[Records supplied — start]

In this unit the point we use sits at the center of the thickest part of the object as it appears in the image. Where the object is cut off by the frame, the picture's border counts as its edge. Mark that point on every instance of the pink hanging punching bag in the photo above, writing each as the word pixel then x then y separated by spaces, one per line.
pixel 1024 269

[Records supplied — finish]
[Records supplied — start]

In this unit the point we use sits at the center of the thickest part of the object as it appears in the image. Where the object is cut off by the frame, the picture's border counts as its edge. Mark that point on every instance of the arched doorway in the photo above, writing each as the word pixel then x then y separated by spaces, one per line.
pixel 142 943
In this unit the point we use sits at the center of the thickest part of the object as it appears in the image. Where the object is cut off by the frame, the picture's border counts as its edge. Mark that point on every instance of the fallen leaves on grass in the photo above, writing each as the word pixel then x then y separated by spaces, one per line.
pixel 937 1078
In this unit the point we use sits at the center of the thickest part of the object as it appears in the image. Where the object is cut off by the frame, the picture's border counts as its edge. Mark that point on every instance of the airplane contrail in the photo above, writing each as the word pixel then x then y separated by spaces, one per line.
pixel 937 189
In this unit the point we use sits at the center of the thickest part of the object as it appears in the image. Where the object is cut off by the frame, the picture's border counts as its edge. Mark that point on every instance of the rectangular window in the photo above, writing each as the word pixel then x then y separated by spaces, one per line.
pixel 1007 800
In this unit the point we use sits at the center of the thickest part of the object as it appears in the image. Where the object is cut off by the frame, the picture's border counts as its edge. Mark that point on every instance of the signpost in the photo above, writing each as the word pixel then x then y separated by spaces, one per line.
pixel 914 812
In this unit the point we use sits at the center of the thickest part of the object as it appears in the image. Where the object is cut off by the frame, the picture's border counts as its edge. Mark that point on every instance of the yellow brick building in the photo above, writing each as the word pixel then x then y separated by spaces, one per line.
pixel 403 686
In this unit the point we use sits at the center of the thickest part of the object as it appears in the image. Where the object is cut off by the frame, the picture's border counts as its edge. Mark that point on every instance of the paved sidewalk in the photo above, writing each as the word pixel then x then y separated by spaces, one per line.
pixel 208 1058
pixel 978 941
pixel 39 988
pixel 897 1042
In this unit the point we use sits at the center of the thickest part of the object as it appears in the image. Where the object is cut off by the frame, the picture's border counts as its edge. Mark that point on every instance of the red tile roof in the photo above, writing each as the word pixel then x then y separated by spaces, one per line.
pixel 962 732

[Records supplied — finish]
[Records supplied — start]

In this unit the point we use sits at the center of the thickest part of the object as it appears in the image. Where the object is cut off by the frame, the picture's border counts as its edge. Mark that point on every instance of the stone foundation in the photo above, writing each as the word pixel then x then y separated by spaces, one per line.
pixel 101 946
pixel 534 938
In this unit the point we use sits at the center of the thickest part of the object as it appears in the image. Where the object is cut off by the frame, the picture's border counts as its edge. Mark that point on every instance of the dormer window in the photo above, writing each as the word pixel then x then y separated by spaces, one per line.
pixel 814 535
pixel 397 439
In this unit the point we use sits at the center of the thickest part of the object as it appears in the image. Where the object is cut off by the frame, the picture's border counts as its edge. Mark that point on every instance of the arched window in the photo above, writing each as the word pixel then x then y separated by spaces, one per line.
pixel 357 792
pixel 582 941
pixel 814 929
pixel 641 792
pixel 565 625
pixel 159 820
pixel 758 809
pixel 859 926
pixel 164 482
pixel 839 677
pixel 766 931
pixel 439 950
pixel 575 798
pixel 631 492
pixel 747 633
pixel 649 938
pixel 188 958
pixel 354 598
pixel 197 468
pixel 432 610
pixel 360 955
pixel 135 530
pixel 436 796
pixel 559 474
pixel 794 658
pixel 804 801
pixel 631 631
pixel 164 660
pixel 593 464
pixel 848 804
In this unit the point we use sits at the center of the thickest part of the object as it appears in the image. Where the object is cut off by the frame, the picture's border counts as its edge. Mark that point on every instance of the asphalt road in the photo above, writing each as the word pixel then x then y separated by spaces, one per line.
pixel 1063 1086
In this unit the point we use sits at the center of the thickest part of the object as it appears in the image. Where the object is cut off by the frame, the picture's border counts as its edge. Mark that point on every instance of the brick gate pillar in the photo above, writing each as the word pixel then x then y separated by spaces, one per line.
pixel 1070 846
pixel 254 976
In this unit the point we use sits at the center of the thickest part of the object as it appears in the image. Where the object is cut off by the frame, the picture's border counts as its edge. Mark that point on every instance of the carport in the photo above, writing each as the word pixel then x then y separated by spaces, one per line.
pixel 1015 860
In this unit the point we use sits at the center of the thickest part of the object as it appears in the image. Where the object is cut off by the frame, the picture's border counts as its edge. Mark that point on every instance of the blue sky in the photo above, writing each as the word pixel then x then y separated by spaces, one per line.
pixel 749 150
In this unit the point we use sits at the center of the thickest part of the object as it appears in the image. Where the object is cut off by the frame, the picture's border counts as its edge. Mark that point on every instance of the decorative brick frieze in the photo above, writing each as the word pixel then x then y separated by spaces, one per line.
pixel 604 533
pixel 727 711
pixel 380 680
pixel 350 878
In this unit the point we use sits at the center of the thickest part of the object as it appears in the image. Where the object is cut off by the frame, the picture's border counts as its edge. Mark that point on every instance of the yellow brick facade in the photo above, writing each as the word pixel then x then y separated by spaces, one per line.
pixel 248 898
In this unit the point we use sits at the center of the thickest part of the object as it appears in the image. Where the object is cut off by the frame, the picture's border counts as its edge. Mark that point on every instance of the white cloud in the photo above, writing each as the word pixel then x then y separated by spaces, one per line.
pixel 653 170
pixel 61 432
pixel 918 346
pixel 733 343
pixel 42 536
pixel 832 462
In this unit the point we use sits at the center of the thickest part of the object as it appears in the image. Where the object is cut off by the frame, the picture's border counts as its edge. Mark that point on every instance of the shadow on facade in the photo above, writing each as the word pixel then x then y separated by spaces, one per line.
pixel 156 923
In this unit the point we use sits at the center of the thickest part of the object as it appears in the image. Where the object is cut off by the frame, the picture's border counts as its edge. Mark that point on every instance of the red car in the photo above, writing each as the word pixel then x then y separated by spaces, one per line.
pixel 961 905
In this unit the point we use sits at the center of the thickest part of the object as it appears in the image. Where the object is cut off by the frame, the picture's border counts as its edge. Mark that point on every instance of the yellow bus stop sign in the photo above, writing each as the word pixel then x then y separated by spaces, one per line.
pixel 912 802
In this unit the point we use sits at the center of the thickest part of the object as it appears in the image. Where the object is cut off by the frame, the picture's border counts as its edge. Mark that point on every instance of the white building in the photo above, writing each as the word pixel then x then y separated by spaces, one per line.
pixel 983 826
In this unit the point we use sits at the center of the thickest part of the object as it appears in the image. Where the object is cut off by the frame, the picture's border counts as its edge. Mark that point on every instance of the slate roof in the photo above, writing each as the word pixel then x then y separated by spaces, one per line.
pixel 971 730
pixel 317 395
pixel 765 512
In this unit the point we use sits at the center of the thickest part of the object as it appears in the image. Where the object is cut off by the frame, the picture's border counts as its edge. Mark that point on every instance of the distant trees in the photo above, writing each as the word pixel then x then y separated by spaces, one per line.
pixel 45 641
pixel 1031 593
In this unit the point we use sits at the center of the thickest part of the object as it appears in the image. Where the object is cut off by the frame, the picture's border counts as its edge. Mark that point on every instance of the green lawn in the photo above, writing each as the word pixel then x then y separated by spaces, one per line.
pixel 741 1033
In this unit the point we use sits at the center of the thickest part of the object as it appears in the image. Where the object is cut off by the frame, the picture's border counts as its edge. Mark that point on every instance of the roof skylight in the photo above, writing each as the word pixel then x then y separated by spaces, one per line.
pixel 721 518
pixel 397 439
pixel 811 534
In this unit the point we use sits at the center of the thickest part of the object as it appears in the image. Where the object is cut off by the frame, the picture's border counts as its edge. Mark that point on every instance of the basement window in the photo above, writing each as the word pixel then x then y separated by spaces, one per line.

[Records supplied — finish]

### [Task item]
Please copy, exactly and with nothing else, the lines above beginning at the line that has "of the green" and ending with the line that has "of the basement".

### [Expected output]
In this unit the point we use sits at the center of the thickest part of the object as it appears in the image. Where the object is cut off by the frame, the picture's border counts as its edge. Mark that point on every instance of the green lawn in the photo above, writing each as the word pixel then x then y separated by spaces, one per line.
pixel 741 1033
In this unit the point we use sits at the center of the thickest part of the object as it appears in the image. Where the object is cut off by the frame, the picture's border counts as its edge. Mark that point on every instance of the roof skylight in the photo above, writing each as the word pixel then x then y separated by spaces, one per line.
pixel 721 518
pixel 397 439
pixel 811 534
In this unit the point we use sits at the center of the thickest part of the object as it appears in the image. Where the object is cut off by the frame, the picture's border counts as its edge. Mark that point on every instance of the basement window in the photo above, writing each as the word pixel then x then y separated by spaces, one per line.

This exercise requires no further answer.